Remove region argument

__main__.py

@@ -82,12 +82,6 @@ def main():
         required=True
     )
 
-    parser.add_argument(
-        "-r", "--region",
-        help="region to analyze (e.g. chr1, chr1:1000-2000). If not provided, the entire genome will be analyzed",
-        required=False,
-    )
-
     # Thread count.
     parser.add_argument(
         "-t", "--threads",
@@ -207,7 +201,6 @@ def main():
     input_data.setRefGenome(args.reference)
     input_data.setSNPFilepath(args.snps)
     input_data.setEthnicity(args.ethnicity)
-    input_data.setRegion(args.region)
     input_data.setThreadCount(args.threads)
     input_data.setMeanChromosomeCoverage(args.chr_cov)
     input_data.setAlleleFreqFilepaths(args.pfb)
@@ -222,7 +215,6 @@ def main():
     # Determine the data paths for downstream analysis.
     vcf_path = os.path.join(args.output, "output.vcf")
     output_dir = args.output
-    region = args.region
     # cnv_data_path = os.path.join(args.output, "cnv_data.tsv")

[ASSIGNMENT] Continue the diff that removes the region argument from where it stops. The data entries play no role here.

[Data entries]
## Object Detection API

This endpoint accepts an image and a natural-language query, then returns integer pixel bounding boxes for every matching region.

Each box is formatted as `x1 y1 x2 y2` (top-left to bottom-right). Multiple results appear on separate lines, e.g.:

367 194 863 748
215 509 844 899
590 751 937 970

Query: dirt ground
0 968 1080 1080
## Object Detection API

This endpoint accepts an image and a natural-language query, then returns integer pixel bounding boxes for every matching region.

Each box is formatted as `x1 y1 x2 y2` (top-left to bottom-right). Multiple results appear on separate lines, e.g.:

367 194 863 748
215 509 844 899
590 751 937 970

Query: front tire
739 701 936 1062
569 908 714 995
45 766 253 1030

[REPLY]
     # Generate python-based CNV plots if SNP-based CNV predictions are enabled

include/cnv_caller.h

@@ -148,7 +148,7 @@ class CNVCaller {
         void getSNPPopulationFrequencies(std::string chr, SNPInfo& snp_info);
 
         // Save a TSV with B-allele frequencies, log 2 ratios, and copy number predictions
-        void saveToTSV(SNPData& snp_data, std::string filepath);
+        void saveToTSV(SNPData& snp_data, std::string filepath, std::string chr);
 };
 
 #endif // CNV_CALLER_H

include/input_data.h

@@ -70,14 +70,6 @@ class InputData {
         void setEthnicity(std::string ethnicity);
         std::string getEthnicity();
 
-        // Set the genomic region to analyze.
-		void setRegion(std::string region);
-        std::string getRegion();
-        std::string getRegionChr();
-        int getRegionStart();
-        int getRegionEnd();
-        bool getRegionSet();
-
         // Set the window size for the log2 ratio calculation.
         void setWindowSize(int window_size);
         int getWindowSize();
@@ -94,11 +86,6 @@ class InputData {
         void setThreadCount(int thread_count);
         int getThreadCount();
 
-        // Set the whole genome flag to true if the entire genome is being
-        // analyzed.
-        void setWholeGenome(bool whole_genome);
-        bool getWholeGenome();
-
         // Set the verbose flag to true if verbose output is desired.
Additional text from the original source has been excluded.